**Your objective**
Please explain, in one to three sentences, why the news excerpt about Gothard below says that asking voters for a new levy may seem a natural move for him.
━━━ Source ━━━
In 2007, he was named the school's principal and later won praise from a search firm executive for having turned around "one of the toughest high schools in the city," a description that Gothard says today was "embellished a little bit."

The school, however, had gotten off track, he said, and he and others found success reducing student misbehavior by engaging students in disciplinary solutions and in the creation of a youth court.

Gothard said he is eager to learn about St. Paul's pilot programs in so-called restorative practices.

A new plan for voters?

Asked if he feels pressure due to the circumstances leading to his hiring — the ouster of former Superintendent Valeria Silva and yearlong transition under interim leader John Thein — Gothard said he is accountable to the board and will make certain there is clear communication and expectations — and the proper level of support.

"That has to be my focus in terms of having any fear, I guess," he said.

He comes aboard as the district struggles with declining enrollment and the St. Paul Federation of Teachers is pushing to have the district ask voters to approve a new levy.

That may seem a natural move for Gothard, given his Burnsville experience, but he said no such plans currently are in the works.

He is preaching patience as he embarks on his fact-finding mission, determined that any models or programs to be recommended — and hopefully approved in the future, he said — are models that the district can build on for the 21st ­century.

"It doesn't mean that process has to lead to a levy," he said. "But that process needs to move to change."
━━━ Data ━━━
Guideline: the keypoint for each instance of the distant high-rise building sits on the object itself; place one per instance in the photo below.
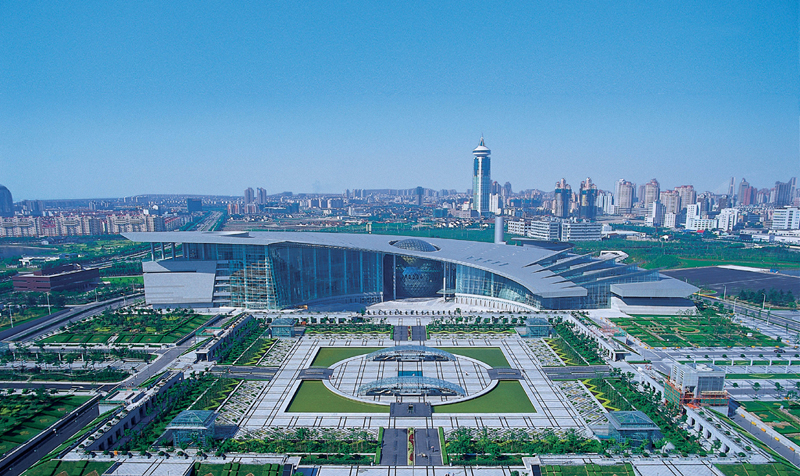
━━━
**Problem solution**
Asking voters to approve a new levy may seem a natural move for Gothard because of his Burnsville experience.